§ **JOB 1**: In the Deeplomath page below, what kind of AI is Deeplomath called from an AI perspective?

§ **PAGE TEXT**:
▬▬▬▬▬▬
Davinsy, our autonomous machine learning system, integrates at its core Deeplomath, a deep learning kernel continuously learning from real-time incoming data. This paper describes the main characteristics of Deeplomath. In particular, we emphasis on the impacts of these characteristics on:
- Computational and memory efficiencies
- Avoiding model drift through event-based continuous few-shot learning
- Ease of deployment and maintenance (MLOps)
Predefined network architecture and backpropagation are limitations
Let us start recalling the main characteristics of the state of the art in deep convolutional and recursive neural networks:
- The need for an a priori definition of the architecture of the network (number and types of layers, neuronal density, etc.) before the identification of the parameters via the solution of an optimization problem by back-propagation minimizing the learning error between the model and a database, while controlling the validation error.
- Beyond the architecture, the need to calibrate the hyper-parameters driving, in particular, the optimization phase.
- The need for a large database, not only to achieve a network giving good performance in inference, but also to be able, thanks to the richness of the data, to effectively recognize unknown situations. Otherwise, the model always provides an answer corresponding more or less to the closest scenario in the learning dataset. Obviously, this is not necessarily suitable as the closest can be still quite far and inadequate.
The new way of Deep AI life: adaptive real-time learning
Deeplomath approaches the problem in a different way by removing the previous limitations that weigh on the deployment and use of deep networks in industrial applications:
- Encapsulate all the functionalities of the network layers within a single type of functional layer: the user no longer has to define the types of layer to be chained.
- Automatic identification of the depth of the network and the neural density by an original heuristic allowing joint identification of the parameters of the functions constituting the layers of our “function network”, thus avoiding the need for the solution of an optimization problem by back-propagation.
- Identification of the geometry of the contour of the “known set” allowing the rejection of ‘unknown’ scenarios without any a priori knowledge other than event-driven gathered information.
- Real-time reconstruction of the network, thanks to the low computational complexity of its heuristic, allowing adaptation to changes in the environment without the need for uploading to the cloud for learning.
The figure illustrates the Deeplomath strategy by analogy with the adaptation of unstructured finite element meshes by metric control.
What about latency?
The latency induced by uploads to the cloud, the non-automaticity of learning procedures and the cost of calculation are serious obstacles to the deployment of deep AI. From an AI perspective, Deeplomath is a zero-dataset AI (i.e. starting learning with the continuous arrival of information) and integrating a model generator, updated with the arrival of new information. This makes it possible to adapt over time to changes in environment, to noise for example, and thus ensure performance resilience and avoid model drift.
▬▬▬▬▬▬
§ **JOB 2**: Show each line in the records below that contains the string "element".

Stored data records
▬▬▬▬▬▬
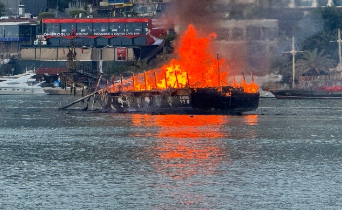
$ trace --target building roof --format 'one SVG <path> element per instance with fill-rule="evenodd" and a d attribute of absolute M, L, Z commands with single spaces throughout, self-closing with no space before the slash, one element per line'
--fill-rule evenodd
<path fill-rule="evenodd" d="M 62 72 L 67 71 L 67 68 L 40 68 L 35 73 L 37 75 L 58 75 Z"/>

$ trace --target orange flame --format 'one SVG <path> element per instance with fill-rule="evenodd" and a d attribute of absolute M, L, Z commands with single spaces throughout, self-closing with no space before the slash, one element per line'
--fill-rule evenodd
<path fill-rule="evenodd" d="M 229 85 L 226 81 L 226 72 L 220 71 L 225 62 L 224 59 L 216 59 L 208 53 L 208 47 L 212 38 L 216 34 L 212 33 L 207 37 L 198 38 L 195 27 L 189 25 L 182 37 L 180 46 L 177 49 L 179 59 L 173 59 L 169 64 L 160 69 L 150 70 L 135 76 L 133 87 L 132 84 L 124 85 L 128 90 L 151 90 L 171 87 L 180 88 L 186 87 L 205 87 Z M 217 57 L 217 58 L 218 58 Z M 132 79 L 123 81 L 130 82 Z M 114 88 L 119 84 L 114 85 Z M 252 81 L 241 85 L 234 82 L 234 87 L 241 87 L 247 93 L 257 93 L 258 86 Z M 113 91 L 115 88 L 112 88 Z"/>

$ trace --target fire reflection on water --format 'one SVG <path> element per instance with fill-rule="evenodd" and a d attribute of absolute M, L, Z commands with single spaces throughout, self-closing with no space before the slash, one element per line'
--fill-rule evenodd
<path fill-rule="evenodd" d="M 220 163 L 229 162 L 230 149 L 217 140 L 229 135 L 223 129 L 229 121 L 227 116 L 133 116 L 134 125 L 147 130 L 153 127 L 156 144 L 145 152 L 159 159 L 153 161 L 158 172 L 175 179 L 197 173 L 210 175 Z"/>

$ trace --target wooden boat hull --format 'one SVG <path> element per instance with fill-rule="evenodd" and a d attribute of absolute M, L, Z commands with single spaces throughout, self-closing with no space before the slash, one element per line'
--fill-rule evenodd
<path fill-rule="evenodd" d="M 255 110 L 259 94 L 240 88 L 169 88 L 107 93 L 106 111 L 156 114 L 230 115 Z"/>
<path fill-rule="evenodd" d="M 278 99 L 342 99 L 342 91 L 270 90 Z"/>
▬▬▬▬▬▬
§ **EXERCISE RESULT 1**: A zero-dataset AI, meaning it starts learning with the continuous arrival of information.

§ **EXERCISE RESULT 2**:
$ trace --target building roof --format 'one SVG <path> element per instance with fill-rule="evenodd" and a d attribute of absolute M, L, Z commands with single spaces throughout, self-closing with no space before the slash, one element per line'
$ trace --target orange flame --format 'one SVG <path> element per instance with fill-rule="evenodd" and a d attribute of absolute M, L, Z commands with single spaces throughout, self-closing with no space before the slash, one element per line'
$ trace --target fire reflection on water --format 'one SVG <path> element per instance with fill-rule="evenodd" and a d attribute of absolute M, L, Z commands with single spaces throughout, self-closing with no space before the slash, one element per line'
$ trace --target wooden boat hull --format 'one SVG <path> element per instance with fill-rule="evenodd" and a d attribute of absolute M, L, Z commands with single spaces throughout, self-closing with no space before the slash, one element per line'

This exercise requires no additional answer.